Using the records below, locate all lines containing "framed" and return them.

----- SOURCE MATERIAL

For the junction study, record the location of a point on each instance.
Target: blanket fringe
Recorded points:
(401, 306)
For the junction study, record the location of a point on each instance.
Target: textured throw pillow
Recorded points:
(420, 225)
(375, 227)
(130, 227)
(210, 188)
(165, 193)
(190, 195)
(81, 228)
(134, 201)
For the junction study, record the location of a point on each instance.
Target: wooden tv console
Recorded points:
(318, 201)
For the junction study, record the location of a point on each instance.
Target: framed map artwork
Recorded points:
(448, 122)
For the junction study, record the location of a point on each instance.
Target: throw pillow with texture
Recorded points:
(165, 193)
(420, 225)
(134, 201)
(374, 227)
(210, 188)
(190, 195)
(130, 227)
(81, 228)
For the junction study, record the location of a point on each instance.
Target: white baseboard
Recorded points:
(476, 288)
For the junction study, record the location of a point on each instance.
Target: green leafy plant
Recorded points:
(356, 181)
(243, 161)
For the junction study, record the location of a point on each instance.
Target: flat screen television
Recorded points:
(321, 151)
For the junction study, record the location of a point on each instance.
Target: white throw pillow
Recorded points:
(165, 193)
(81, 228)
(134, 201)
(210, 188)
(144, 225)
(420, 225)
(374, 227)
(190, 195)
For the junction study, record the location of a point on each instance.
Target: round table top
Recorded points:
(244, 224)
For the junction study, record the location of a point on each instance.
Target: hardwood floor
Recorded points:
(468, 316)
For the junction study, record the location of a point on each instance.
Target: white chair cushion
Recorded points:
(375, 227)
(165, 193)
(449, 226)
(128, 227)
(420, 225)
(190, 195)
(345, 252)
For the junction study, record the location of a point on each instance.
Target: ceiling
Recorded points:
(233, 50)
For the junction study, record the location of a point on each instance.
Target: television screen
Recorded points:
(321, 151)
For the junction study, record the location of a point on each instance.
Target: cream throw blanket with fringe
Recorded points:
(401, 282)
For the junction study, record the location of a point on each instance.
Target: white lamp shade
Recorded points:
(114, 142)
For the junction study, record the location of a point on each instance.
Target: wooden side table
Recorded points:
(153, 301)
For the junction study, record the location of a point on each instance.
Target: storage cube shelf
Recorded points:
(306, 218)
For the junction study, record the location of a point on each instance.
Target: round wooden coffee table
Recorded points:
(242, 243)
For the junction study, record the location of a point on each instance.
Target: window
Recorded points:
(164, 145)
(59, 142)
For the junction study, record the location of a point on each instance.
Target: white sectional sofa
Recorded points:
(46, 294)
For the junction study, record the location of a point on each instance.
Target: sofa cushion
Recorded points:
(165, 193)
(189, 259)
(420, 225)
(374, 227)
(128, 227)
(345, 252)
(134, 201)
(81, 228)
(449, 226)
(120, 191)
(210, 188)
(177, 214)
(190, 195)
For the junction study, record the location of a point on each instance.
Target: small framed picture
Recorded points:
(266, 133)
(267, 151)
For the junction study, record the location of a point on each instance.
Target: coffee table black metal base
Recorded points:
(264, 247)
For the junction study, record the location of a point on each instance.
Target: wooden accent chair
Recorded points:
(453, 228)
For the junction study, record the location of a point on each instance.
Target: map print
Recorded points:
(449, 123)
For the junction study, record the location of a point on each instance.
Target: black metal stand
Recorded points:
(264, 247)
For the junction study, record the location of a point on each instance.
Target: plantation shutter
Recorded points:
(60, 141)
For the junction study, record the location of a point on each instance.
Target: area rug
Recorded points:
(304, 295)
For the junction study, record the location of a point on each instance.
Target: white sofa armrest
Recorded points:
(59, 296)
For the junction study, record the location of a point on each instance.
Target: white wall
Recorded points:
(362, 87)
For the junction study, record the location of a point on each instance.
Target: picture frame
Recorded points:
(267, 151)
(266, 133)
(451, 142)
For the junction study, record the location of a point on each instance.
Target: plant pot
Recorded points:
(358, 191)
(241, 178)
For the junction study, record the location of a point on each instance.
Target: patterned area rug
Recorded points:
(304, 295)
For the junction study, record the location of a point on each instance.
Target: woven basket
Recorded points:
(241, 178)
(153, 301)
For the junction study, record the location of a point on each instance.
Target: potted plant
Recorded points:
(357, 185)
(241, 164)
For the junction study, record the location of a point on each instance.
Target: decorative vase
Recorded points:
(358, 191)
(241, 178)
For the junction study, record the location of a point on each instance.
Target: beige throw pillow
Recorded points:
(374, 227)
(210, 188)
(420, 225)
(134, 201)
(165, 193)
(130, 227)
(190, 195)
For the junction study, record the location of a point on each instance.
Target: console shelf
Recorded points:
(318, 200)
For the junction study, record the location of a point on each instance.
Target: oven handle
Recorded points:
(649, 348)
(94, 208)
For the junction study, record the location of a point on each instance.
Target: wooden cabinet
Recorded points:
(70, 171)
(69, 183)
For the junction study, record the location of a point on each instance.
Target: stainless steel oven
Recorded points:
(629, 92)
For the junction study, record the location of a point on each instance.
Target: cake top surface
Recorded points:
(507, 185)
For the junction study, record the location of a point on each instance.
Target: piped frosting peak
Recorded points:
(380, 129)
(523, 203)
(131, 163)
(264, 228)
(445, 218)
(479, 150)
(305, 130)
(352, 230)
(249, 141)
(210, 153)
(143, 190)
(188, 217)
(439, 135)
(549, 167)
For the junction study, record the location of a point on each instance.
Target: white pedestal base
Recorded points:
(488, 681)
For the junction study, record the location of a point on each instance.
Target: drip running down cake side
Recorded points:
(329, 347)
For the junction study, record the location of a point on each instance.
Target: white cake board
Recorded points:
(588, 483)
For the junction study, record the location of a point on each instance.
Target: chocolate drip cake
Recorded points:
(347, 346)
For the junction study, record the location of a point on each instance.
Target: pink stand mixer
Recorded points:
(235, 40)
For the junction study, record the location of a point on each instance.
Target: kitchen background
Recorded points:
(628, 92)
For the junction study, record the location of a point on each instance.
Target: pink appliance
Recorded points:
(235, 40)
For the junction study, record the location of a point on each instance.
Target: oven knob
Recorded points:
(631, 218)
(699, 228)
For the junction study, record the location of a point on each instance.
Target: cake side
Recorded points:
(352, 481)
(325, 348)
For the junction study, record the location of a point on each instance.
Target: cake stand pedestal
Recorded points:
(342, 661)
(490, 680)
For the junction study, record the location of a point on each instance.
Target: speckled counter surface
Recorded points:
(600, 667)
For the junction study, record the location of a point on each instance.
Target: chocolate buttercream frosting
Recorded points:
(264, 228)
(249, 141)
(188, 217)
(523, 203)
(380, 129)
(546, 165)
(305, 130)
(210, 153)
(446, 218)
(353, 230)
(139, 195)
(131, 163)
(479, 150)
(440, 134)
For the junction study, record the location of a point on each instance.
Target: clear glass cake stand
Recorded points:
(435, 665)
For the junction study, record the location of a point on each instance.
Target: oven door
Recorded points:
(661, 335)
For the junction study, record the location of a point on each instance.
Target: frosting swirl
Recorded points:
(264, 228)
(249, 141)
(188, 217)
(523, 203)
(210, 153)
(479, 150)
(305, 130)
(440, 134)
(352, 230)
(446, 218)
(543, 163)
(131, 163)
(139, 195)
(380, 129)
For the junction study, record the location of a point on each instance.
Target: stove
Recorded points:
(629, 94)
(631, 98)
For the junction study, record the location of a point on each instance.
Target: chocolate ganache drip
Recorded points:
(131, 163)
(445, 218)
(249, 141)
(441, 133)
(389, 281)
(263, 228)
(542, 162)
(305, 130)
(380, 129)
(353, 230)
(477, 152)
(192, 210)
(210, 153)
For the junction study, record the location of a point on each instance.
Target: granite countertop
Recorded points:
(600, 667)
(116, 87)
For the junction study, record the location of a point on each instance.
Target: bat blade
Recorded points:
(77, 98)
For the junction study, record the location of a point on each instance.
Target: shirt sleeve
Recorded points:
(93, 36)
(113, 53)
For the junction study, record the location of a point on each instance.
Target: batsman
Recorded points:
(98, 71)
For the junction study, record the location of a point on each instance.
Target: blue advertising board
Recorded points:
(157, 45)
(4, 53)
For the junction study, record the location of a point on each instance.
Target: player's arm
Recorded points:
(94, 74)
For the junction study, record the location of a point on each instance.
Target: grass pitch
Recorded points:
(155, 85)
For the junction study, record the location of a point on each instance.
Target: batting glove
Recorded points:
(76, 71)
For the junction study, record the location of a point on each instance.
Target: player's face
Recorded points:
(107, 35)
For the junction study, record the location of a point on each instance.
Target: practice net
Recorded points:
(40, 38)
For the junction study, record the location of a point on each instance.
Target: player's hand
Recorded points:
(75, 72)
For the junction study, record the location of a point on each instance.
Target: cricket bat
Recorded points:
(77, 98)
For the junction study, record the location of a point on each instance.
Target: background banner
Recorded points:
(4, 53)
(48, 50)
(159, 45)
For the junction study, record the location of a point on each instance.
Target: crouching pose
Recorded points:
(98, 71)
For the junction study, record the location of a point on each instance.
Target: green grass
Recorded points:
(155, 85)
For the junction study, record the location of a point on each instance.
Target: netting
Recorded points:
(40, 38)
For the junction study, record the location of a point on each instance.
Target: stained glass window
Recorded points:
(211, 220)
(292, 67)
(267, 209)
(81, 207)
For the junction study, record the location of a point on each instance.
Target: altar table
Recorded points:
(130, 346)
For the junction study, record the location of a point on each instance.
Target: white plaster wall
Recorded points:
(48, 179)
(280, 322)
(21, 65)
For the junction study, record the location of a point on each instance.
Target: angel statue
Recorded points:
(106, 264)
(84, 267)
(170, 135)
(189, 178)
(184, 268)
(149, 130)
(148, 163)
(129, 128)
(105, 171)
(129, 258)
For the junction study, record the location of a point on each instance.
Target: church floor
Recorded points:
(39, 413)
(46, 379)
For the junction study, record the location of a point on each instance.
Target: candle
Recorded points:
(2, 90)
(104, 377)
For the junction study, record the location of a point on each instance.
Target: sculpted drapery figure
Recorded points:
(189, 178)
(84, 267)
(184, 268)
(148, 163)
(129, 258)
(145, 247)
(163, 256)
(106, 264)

----------

» **ANSWER TO THIS PROBLEM**
Target: framed map artwork
Target: small framed picture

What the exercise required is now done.